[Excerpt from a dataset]

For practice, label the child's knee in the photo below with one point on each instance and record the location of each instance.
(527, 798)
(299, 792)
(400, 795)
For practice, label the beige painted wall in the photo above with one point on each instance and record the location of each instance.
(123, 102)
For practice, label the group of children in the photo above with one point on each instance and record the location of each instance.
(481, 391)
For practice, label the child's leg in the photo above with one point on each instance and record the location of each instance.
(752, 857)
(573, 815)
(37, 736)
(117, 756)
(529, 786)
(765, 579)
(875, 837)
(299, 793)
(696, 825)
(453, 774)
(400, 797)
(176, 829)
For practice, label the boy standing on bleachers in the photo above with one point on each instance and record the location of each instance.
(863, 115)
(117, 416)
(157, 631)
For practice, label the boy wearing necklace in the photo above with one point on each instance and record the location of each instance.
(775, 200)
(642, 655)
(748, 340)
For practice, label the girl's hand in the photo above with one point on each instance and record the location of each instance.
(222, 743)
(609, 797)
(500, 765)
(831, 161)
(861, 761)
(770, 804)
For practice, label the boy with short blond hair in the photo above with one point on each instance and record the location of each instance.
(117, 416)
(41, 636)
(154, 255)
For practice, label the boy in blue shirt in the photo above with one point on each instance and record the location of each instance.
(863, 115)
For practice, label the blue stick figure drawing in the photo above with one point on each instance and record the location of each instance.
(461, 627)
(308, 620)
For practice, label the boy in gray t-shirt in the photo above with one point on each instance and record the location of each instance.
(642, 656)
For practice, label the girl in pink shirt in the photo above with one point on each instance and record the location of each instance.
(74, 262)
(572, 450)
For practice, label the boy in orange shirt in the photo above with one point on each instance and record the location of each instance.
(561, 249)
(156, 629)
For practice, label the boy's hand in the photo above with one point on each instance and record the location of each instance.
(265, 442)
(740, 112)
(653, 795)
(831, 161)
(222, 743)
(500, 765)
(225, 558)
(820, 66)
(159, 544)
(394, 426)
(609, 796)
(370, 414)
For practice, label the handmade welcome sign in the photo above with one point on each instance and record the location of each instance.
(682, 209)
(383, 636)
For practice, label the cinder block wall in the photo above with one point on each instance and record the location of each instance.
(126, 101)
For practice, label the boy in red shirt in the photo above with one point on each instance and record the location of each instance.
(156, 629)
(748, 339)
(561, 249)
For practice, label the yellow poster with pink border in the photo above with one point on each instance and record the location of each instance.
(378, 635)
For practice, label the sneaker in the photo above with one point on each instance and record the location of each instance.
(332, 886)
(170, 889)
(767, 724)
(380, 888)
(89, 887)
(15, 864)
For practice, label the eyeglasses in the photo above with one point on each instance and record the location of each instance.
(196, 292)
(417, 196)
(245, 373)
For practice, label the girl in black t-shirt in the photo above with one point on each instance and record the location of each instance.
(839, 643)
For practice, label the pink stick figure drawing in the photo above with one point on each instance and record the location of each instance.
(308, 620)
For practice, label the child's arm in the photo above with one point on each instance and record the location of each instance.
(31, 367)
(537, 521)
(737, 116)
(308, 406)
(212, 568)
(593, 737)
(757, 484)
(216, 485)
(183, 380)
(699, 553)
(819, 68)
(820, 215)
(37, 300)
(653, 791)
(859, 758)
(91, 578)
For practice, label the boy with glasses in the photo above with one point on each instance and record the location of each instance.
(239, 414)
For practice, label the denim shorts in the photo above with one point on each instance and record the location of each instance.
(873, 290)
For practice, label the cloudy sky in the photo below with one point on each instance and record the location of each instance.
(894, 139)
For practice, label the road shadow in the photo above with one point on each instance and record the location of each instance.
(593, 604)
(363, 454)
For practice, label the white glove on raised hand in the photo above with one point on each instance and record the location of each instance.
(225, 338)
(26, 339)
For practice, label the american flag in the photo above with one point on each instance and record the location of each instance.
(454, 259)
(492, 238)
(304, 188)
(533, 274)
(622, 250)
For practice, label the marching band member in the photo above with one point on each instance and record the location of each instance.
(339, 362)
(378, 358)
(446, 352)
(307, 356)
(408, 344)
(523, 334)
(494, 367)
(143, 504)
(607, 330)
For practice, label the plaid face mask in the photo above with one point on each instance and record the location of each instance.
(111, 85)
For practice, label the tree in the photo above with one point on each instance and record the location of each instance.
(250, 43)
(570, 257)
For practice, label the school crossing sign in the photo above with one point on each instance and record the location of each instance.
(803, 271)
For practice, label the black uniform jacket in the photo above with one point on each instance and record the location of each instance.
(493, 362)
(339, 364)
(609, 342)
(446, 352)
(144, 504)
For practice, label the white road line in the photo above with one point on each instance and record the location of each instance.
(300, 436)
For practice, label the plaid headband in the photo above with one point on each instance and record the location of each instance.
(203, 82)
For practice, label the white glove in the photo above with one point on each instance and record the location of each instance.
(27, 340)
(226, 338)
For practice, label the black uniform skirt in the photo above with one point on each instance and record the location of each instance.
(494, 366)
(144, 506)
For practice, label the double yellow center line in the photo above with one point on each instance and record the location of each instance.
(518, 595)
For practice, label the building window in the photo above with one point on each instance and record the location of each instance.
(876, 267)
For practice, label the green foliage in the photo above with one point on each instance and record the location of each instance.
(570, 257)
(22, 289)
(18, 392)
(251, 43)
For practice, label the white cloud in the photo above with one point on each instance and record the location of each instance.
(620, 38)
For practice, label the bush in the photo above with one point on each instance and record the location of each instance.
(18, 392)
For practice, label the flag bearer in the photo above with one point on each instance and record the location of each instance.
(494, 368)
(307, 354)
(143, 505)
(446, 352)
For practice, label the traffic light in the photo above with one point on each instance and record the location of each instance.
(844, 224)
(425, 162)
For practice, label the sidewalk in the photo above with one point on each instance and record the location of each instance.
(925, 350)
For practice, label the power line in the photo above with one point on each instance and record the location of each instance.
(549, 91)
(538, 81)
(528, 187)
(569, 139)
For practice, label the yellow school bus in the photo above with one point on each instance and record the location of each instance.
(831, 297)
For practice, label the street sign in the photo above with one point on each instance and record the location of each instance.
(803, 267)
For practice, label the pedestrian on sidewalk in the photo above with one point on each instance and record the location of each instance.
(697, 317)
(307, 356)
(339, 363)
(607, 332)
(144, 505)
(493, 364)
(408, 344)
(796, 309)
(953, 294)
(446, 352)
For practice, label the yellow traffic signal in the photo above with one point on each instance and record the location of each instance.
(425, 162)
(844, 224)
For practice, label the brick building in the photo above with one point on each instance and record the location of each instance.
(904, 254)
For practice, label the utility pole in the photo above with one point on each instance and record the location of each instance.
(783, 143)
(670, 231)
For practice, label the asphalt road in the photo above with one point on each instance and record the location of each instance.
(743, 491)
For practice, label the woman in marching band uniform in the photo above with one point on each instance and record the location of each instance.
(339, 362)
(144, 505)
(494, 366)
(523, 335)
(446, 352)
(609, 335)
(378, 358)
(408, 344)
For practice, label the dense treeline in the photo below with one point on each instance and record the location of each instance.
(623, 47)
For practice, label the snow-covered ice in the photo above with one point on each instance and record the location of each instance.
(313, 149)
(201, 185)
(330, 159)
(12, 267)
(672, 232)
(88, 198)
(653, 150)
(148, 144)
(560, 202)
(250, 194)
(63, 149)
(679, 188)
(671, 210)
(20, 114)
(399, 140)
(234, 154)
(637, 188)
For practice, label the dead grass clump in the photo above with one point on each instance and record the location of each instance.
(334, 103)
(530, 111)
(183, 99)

# [Goal]
Copy, character for character, the lines from the line that holds "For practice, label the brick" through the final line of the records above.

# [Completed task]
For practice, label the brick building in the photo above with one point on each instance and record the location of each instance.
(904, 254)
For practice, label the utility pole in the photo above with one point on each instance and record the location of each instance.
(783, 143)
(670, 231)
For practice, label the asphalt road in the photo above with one point on each instance and record the location of each instance.
(743, 491)
For practice, label the woman in marching band uniform in the photo above with one point on each instance and record the location of each instance.
(339, 362)
(144, 505)
(494, 366)
(523, 335)
(446, 352)
(609, 335)
(378, 358)
(408, 344)
For practice, label the dense treeline in the photo below with one point on each instance and record the location of each instance.
(623, 47)
For practice, label the snow-covered ice in the photo above with one point on each instance and record the location of each instance.
(313, 149)
(201, 185)
(330, 159)
(12, 267)
(672, 232)
(88, 198)
(653, 150)
(148, 144)
(560, 202)
(250, 194)
(63, 149)
(679, 188)
(671, 210)
(20, 114)
(399, 140)
(234, 154)
(637, 188)
For practice, label the dead grass clump in the photo above with one point on each instance and record the location of each instance.
(334, 103)
(530, 111)
(183, 99)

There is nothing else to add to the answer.